Data under study →
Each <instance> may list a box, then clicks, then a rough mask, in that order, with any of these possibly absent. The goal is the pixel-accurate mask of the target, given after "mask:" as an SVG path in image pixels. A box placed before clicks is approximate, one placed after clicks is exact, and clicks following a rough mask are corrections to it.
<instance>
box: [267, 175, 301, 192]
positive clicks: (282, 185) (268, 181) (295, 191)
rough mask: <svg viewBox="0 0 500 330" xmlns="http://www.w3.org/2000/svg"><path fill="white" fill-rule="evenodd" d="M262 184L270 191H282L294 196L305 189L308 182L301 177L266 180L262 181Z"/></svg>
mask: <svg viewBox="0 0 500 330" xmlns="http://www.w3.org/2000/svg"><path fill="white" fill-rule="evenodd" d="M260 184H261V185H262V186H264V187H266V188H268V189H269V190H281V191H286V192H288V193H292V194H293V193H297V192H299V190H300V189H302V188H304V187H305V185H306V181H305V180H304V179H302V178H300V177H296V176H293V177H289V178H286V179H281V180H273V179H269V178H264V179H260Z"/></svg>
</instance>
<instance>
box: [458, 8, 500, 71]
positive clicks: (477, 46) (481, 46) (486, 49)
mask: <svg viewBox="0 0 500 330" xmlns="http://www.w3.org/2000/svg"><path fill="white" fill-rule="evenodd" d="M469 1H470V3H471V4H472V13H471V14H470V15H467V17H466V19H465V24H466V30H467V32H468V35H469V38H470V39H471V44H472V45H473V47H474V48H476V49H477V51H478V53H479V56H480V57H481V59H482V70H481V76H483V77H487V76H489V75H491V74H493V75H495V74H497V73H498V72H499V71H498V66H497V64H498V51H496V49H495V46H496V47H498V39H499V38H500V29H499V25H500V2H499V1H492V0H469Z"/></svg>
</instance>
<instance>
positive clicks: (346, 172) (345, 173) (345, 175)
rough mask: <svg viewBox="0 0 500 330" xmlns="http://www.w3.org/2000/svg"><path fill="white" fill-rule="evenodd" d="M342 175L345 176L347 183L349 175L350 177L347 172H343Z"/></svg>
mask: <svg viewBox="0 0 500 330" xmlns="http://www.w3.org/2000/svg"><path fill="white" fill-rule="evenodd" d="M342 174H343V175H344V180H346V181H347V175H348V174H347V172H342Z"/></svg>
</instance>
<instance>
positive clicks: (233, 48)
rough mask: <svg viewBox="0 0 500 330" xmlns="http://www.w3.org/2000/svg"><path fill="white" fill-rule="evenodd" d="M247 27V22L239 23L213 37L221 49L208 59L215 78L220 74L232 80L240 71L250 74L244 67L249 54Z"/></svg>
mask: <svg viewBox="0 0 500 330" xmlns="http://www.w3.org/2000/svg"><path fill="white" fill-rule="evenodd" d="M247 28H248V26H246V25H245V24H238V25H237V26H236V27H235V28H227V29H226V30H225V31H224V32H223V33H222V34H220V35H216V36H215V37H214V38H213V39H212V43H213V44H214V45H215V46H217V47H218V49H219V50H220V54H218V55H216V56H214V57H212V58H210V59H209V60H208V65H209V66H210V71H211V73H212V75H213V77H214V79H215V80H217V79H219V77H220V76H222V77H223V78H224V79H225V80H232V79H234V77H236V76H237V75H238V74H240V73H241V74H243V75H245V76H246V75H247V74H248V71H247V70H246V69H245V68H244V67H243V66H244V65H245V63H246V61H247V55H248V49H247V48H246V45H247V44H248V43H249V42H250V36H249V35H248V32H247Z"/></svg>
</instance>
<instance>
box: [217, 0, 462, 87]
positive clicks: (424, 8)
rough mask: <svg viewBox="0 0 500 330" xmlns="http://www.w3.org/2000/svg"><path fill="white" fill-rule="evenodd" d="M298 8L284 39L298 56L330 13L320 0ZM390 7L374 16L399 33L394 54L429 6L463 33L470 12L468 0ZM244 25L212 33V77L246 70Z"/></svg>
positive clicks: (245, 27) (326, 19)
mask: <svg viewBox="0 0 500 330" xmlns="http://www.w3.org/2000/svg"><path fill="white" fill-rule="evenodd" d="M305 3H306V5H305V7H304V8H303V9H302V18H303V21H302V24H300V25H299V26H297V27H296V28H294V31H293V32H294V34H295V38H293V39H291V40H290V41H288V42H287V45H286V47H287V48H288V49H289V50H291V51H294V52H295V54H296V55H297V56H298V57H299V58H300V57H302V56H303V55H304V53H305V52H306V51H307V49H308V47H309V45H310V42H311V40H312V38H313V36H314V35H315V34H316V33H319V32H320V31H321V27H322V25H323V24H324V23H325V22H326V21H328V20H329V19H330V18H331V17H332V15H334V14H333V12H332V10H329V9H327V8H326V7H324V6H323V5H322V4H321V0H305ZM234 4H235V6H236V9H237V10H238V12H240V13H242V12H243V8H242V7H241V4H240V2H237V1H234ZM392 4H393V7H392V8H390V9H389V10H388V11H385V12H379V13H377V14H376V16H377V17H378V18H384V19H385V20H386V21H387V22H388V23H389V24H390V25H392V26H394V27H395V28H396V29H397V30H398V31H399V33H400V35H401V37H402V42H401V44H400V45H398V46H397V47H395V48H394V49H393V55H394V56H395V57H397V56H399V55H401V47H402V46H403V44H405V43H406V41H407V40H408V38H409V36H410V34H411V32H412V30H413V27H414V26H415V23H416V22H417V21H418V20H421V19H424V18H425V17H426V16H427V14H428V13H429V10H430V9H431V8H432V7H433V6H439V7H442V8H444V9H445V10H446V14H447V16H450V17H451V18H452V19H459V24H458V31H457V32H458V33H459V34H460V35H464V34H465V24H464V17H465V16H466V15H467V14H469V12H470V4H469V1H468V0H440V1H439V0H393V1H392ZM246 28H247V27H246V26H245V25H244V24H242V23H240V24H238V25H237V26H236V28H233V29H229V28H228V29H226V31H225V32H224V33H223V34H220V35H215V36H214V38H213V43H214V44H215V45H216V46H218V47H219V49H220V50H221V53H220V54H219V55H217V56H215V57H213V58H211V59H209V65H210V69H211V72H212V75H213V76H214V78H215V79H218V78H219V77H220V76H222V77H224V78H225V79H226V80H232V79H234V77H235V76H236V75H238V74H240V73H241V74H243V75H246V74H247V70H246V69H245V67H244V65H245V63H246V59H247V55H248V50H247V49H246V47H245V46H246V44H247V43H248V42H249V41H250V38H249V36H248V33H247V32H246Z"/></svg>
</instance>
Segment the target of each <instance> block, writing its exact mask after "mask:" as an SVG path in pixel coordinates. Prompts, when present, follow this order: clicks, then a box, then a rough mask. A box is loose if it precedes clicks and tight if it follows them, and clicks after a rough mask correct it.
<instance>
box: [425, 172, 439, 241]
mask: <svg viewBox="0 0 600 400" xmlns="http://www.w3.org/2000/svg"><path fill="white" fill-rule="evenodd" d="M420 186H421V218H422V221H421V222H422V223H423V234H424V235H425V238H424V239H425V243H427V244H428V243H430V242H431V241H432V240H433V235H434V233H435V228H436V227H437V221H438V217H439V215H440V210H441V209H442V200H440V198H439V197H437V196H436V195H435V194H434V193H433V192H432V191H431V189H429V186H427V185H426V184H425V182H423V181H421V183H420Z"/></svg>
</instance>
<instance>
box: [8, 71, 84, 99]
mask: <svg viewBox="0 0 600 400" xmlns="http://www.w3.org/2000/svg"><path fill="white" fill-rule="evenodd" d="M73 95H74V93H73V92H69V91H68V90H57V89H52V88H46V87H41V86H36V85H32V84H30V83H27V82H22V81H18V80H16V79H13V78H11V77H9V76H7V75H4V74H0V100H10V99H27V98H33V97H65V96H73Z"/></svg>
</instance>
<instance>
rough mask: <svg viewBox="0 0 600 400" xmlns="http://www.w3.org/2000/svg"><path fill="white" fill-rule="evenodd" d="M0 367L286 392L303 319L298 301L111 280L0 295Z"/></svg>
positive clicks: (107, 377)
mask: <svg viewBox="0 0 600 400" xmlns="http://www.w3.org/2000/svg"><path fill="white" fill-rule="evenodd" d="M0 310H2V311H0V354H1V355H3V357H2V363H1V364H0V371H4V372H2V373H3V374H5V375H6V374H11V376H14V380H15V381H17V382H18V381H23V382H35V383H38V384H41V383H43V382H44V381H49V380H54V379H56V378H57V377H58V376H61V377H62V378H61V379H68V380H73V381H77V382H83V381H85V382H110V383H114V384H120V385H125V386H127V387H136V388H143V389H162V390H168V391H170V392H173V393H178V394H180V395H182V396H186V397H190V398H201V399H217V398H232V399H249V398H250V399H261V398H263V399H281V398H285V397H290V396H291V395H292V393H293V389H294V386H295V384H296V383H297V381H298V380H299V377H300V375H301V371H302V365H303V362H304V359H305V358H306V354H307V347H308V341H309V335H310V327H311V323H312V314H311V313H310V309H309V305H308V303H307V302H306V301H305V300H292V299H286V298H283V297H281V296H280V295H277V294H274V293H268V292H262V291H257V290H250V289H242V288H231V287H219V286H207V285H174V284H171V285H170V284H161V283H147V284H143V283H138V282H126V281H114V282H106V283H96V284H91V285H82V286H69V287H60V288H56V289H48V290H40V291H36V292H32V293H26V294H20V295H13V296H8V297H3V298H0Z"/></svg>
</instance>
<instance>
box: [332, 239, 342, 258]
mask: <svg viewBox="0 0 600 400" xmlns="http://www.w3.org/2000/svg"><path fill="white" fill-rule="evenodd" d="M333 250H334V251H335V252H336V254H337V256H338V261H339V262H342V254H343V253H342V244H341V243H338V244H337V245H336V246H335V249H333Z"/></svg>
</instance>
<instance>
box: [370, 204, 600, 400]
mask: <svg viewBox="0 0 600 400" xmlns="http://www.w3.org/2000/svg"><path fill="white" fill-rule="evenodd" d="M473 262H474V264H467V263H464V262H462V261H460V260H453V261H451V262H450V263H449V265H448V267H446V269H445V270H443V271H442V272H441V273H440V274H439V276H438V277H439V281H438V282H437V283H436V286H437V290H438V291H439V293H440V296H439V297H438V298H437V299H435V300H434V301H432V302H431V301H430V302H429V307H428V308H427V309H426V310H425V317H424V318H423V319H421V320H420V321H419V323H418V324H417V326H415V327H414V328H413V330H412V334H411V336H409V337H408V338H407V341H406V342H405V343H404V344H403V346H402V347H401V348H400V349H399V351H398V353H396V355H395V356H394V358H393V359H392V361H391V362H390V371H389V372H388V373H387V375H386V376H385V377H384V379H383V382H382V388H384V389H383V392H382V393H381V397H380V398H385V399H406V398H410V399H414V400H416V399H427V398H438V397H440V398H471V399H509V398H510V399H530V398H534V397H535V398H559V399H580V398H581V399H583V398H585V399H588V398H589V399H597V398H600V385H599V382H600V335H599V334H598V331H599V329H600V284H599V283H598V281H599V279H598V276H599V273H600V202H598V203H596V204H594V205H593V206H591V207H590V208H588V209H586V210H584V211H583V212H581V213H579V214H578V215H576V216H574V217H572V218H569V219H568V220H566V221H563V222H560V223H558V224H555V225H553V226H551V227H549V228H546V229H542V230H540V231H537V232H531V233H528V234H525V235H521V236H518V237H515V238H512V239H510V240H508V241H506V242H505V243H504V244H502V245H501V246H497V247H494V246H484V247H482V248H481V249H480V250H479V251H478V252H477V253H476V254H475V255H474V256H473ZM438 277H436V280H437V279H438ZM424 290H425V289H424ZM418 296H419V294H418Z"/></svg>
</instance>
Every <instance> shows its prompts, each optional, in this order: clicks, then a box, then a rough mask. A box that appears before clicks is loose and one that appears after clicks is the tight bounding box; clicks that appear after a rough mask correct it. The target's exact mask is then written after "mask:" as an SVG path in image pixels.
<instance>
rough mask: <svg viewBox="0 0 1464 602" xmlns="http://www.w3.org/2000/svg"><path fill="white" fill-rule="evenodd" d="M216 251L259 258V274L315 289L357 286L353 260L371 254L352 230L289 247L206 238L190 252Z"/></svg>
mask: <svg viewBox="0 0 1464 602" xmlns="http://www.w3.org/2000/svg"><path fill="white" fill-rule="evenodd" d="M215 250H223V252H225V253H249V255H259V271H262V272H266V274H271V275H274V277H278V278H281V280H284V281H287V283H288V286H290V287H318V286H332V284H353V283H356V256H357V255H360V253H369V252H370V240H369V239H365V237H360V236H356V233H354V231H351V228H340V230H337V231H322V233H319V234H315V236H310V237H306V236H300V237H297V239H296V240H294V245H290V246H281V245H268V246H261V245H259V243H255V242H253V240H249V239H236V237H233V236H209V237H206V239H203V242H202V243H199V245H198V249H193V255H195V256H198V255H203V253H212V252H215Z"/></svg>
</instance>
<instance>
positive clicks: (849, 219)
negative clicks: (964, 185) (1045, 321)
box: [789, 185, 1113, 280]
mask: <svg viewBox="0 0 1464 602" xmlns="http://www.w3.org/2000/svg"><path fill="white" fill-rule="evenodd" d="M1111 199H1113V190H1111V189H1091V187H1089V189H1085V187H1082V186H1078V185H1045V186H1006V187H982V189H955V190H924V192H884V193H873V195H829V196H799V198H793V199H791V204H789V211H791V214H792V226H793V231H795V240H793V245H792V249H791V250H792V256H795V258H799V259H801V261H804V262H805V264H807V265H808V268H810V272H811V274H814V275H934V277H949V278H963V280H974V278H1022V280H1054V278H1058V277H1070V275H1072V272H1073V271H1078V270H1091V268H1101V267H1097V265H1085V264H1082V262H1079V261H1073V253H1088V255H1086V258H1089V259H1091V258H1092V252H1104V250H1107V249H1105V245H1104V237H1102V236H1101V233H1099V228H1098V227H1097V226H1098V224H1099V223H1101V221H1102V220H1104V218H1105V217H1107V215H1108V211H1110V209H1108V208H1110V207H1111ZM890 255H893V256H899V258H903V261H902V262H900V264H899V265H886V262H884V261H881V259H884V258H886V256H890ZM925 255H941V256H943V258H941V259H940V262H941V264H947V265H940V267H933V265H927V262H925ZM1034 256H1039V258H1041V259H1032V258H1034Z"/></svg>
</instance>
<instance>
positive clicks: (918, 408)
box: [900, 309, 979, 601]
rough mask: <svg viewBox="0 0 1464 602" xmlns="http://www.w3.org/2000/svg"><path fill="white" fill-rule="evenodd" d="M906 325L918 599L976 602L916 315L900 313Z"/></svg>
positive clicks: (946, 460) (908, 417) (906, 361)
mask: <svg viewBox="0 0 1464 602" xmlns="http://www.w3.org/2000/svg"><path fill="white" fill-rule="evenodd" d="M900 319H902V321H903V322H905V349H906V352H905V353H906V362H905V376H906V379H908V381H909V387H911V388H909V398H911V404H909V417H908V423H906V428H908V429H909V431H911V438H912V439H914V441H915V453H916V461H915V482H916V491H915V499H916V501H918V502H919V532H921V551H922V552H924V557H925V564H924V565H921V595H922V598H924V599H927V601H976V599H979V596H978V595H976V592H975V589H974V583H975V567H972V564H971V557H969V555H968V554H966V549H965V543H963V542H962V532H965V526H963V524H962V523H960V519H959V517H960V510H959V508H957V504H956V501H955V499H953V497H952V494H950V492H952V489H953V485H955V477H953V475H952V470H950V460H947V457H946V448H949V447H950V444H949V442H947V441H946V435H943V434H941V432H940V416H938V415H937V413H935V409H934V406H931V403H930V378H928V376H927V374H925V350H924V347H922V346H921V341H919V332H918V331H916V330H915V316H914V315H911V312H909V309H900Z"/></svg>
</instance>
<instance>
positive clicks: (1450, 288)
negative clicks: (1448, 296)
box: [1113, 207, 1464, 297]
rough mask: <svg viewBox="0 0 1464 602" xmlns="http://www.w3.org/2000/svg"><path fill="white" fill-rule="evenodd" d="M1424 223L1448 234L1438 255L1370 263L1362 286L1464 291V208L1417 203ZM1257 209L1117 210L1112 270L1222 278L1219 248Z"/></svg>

Goal of the exercise →
The answer must consist of each line from the data that includes the string "negative".

Solved exercise →
negative clicks: (964, 185) (1045, 321)
negative clicks: (1448, 296)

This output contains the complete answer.